## Problem details
Copy the following lines word for word, omitting the pictures.

## Listed records
+ + + + + + +

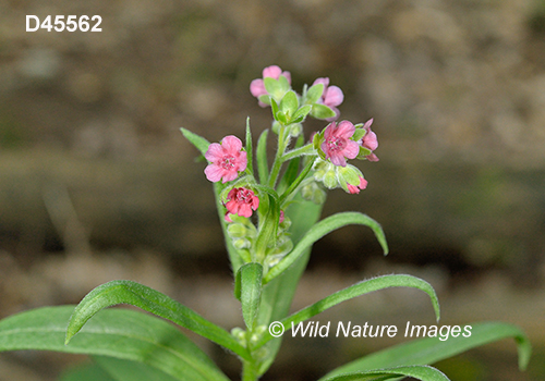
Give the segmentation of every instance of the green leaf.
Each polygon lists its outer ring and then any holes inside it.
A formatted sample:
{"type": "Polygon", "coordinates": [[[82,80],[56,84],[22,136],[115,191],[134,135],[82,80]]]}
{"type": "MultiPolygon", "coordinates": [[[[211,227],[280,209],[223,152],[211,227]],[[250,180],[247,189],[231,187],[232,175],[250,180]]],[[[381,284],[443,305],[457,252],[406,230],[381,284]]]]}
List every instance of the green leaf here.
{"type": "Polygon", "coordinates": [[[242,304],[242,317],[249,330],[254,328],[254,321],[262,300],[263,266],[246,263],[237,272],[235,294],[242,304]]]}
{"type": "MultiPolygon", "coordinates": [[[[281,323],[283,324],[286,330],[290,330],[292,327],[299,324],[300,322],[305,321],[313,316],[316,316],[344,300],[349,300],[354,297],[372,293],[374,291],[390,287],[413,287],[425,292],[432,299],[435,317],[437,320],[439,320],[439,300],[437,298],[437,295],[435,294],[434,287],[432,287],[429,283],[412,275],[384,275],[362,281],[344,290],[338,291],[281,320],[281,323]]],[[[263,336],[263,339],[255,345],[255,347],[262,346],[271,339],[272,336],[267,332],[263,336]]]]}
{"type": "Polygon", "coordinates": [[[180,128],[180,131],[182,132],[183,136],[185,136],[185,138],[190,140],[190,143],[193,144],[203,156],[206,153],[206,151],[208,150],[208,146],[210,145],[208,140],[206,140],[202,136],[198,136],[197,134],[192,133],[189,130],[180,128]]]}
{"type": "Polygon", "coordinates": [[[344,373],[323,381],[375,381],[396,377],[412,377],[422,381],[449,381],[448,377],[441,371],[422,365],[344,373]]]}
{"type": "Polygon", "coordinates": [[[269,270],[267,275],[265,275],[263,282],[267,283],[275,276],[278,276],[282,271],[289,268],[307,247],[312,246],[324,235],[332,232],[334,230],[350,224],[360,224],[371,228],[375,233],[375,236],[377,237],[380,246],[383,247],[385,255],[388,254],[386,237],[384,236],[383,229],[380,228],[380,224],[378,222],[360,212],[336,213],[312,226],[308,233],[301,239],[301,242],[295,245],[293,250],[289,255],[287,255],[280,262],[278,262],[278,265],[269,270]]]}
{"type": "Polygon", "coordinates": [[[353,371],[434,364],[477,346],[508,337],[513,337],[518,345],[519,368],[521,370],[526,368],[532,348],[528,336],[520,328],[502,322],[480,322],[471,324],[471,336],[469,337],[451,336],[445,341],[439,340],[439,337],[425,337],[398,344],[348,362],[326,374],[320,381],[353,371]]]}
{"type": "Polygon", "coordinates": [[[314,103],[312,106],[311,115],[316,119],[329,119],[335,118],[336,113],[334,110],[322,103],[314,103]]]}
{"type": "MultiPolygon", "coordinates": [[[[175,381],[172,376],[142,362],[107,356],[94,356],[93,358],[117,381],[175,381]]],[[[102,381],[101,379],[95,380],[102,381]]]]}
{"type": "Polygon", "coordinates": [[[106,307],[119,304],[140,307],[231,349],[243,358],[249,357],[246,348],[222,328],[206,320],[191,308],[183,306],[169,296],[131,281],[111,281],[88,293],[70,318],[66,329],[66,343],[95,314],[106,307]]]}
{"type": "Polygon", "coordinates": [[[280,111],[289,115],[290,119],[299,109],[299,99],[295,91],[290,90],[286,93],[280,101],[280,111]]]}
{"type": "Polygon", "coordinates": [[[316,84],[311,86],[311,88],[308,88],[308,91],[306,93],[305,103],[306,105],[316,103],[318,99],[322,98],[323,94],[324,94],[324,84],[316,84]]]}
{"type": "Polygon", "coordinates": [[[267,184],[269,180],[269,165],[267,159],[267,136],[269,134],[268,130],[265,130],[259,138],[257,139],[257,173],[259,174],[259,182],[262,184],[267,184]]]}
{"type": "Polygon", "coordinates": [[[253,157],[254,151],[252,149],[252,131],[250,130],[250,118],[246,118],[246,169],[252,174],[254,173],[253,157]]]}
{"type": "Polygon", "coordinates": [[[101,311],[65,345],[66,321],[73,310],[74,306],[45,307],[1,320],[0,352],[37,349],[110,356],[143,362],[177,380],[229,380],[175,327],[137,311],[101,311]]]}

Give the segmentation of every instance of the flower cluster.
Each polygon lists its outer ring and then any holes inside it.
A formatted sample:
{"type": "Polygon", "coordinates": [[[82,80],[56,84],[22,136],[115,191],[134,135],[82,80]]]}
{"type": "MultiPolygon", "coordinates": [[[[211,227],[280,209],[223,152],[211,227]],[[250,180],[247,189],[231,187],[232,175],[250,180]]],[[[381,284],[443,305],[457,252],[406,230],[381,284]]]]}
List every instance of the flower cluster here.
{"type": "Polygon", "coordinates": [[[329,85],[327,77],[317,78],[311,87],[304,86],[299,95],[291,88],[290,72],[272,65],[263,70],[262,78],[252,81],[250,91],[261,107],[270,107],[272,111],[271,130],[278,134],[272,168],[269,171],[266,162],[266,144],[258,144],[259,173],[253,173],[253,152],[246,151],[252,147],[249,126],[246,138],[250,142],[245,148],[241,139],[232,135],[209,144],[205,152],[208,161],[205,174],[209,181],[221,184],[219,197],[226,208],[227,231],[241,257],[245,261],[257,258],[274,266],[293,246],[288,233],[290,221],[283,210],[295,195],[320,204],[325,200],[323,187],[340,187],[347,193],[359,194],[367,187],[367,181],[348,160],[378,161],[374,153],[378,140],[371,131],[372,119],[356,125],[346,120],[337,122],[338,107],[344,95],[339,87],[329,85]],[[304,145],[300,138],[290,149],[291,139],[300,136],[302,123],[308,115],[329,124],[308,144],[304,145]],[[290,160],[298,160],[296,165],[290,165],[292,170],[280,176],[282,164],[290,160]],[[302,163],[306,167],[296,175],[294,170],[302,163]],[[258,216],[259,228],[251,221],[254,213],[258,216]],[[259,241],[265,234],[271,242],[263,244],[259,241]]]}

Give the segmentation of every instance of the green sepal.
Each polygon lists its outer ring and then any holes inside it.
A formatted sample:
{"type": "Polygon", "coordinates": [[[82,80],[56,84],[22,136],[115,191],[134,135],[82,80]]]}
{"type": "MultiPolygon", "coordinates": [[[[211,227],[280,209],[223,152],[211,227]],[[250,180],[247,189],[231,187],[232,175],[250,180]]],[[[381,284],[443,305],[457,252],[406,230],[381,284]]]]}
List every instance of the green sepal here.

+ + + + + + +

## Written solution
Give the segmentation of every instance of the green leaf.
Each polygon lists its outer ring and then any holes inside it.
A formatted sample:
{"type": "Polygon", "coordinates": [[[82,80],[56,84],[22,136],[115,191],[134,135],[82,80]]]}
{"type": "MultiPolygon", "coordinates": [[[[211,227],[280,209],[223,152],[211,227]],[[250,180],[247,189],[231,187],[232,175],[250,180]]],[[[381,284],[443,305],[457,252],[406,230],[381,284]]]]}
List every instance of the green leaf here.
{"type": "Polygon", "coordinates": [[[242,304],[242,317],[249,330],[254,328],[254,321],[262,300],[263,266],[246,263],[237,272],[235,294],[242,304]]]}
{"type": "MultiPolygon", "coordinates": [[[[281,323],[283,324],[286,330],[290,330],[292,327],[299,324],[300,322],[305,321],[313,316],[316,316],[344,300],[349,300],[354,297],[372,293],[374,291],[390,287],[413,287],[425,292],[432,299],[435,317],[437,320],[439,320],[439,300],[437,298],[437,295],[435,294],[434,287],[432,287],[429,283],[412,275],[384,275],[362,281],[344,290],[338,291],[281,320],[281,323]]],[[[263,336],[263,339],[255,345],[255,347],[262,346],[271,339],[272,336],[267,332],[263,336]]]]}
{"type": "Polygon", "coordinates": [[[180,128],[180,131],[182,132],[183,136],[185,136],[185,138],[190,140],[190,143],[193,144],[203,156],[206,153],[206,151],[208,150],[208,146],[210,145],[208,140],[206,140],[202,136],[198,136],[197,134],[192,133],[189,130],[180,128]]]}
{"type": "Polygon", "coordinates": [[[344,373],[323,381],[375,381],[396,377],[412,377],[422,381],[449,381],[448,377],[441,371],[422,365],[344,373]]]}
{"type": "Polygon", "coordinates": [[[269,270],[267,275],[265,275],[263,282],[267,283],[275,276],[278,276],[282,271],[289,268],[307,247],[312,246],[324,235],[332,232],[334,230],[350,224],[360,224],[371,228],[375,233],[375,236],[377,237],[380,246],[383,247],[385,255],[388,254],[386,237],[384,236],[383,229],[380,228],[380,224],[378,222],[360,212],[336,213],[312,226],[308,233],[301,239],[301,242],[295,245],[293,250],[289,255],[287,255],[280,262],[278,262],[278,265],[269,270]]]}
{"type": "Polygon", "coordinates": [[[353,371],[434,364],[477,346],[508,337],[513,337],[518,345],[519,368],[521,370],[526,368],[532,348],[528,336],[520,328],[502,322],[480,322],[471,324],[471,336],[469,337],[451,336],[445,341],[439,340],[439,337],[425,337],[398,344],[348,362],[326,374],[320,381],[353,371]]]}
{"type": "Polygon", "coordinates": [[[314,103],[312,106],[311,115],[316,119],[329,119],[335,118],[336,113],[334,110],[322,103],[314,103]]]}
{"type": "MultiPolygon", "coordinates": [[[[175,381],[172,376],[142,362],[107,356],[94,356],[93,358],[117,381],[175,381]]],[[[102,381],[101,379],[95,380],[102,381]]]]}
{"type": "Polygon", "coordinates": [[[106,307],[119,304],[140,307],[231,349],[243,358],[249,357],[246,348],[222,328],[206,320],[191,308],[183,306],[169,296],[131,281],[111,281],[88,293],[70,318],[66,329],[66,343],[95,314],[106,307]]]}
{"type": "Polygon", "coordinates": [[[280,111],[289,115],[290,119],[299,109],[299,99],[295,91],[290,90],[286,93],[280,101],[280,111]]]}
{"type": "Polygon", "coordinates": [[[316,84],[311,86],[311,88],[308,88],[308,91],[306,93],[305,103],[306,105],[316,103],[318,99],[322,98],[323,94],[324,94],[324,84],[316,84]]]}
{"type": "Polygon", "coordinates": [[[267,184],[269,180],[269,165],[267,159],[267,136],[269,134],[268,130],[265,130],[259,138],[257,139],[257,173],[259,174],[259,182],[262,184],[267,184]]]}
{"type": "Polygon", "coordinates": [[[253,157],[254,151],[252,149],[252,131],[250,130],[250,118],[246,118],[246,169],[252,174],[254,173],[253,157]]]}
{"type": "Polygon", "coordinates": [[[101,311],[65,345],[66,321],[73,310],[74,306],[45,307],[1,320],[0,352],[37,349],[110,356],[143,362],[177,380],[229,380],[175,327],[137,311],[101,311]]]}

Give the segmentation of every instance of the flower cluster.
Each polygon lists its outer ring and then any holes inside it.
A formatted sample:
{"type": "Polygon", "coordinates": [[[82,80],[56,84],[22,136],[115,191],[134,135],[82,80]]]}
{"type": "MultiPolygon", "coordinates": [[[[211,227],[280,209],[223,152],[211,227]],[[250,180],[247,189],[231,187],[232,175],[250,180]]],[[[381,284],[443,305],[457,252],[406,230],[381,284]]]]}
List every instance of the flower cluster here.
{"type": "Polygon", "coordinates": [[[329,85],[327,77],[317,78],[311,87],[304,86],[299,95],[291,88],[290,72],[272,65],[263,70],[262,78],[252,81],[250,91],[261,107],[270,107],[272,111],[271,130],[278,134],[272,168],[269,171],[266,162],[266,144],[258,144],[259,173],[253,173],[253,152],[246,151],[252,147],[249,126],[246,138],[250,142],[245,148],[241,139],[232,135],[209,144],[205,152],[208,161],[205,174],[209,181],[221,184],[219,197],[226,208],[227,231],[241,257],[245,261],[257,258],[274,266],[293,246],[288,233],[290,221],[283,210],[295,195],[320,204],[325,200],[323,187],[340,187],[347,193],[359,194],[367,187],[367,181],[348,160],[378,161],[374,153],[378,140],[371,131],[372,119],[356,125],[346,120],[337,122],[338,107],[344,95],[339,87],[329,85]],[[304,145],[300,138],[290,149],[291,139],[300,136],[302,123],[308,115],[329,124],[308,144],[304,145]],[[290,160],[298,160],[296,165],[290,165],[292,170],[280,176],[282,164],[290,160]],[[302,163],[306,167],[296,175],[294,170],[302,163]],[[258,216],[259,228],[251,221],[254,213],[258,216]],[[259,241],[265,234],[271,242],[263,244],[259,241]]]}

Give the segmentation of every instance of the green sepal.
Each polygon lists its outer ring and then any holes inside it.
A formatted sample:
{"type": "Polygon", "coordinates": [[[82,80],[56,84],[22,136],[115,191],[134,135],[82,80]]]}
{"type": "MultiPolygon", "coordinates": [[[[211,227],[280,209],[223,152],[211,227]],[[250,180],[247,189],[231,187],[232,175],[250,180]]],[[[381,284],[443,305],[457,252],[406,230],[381,284]]]]}
List every instance of the green sepal here.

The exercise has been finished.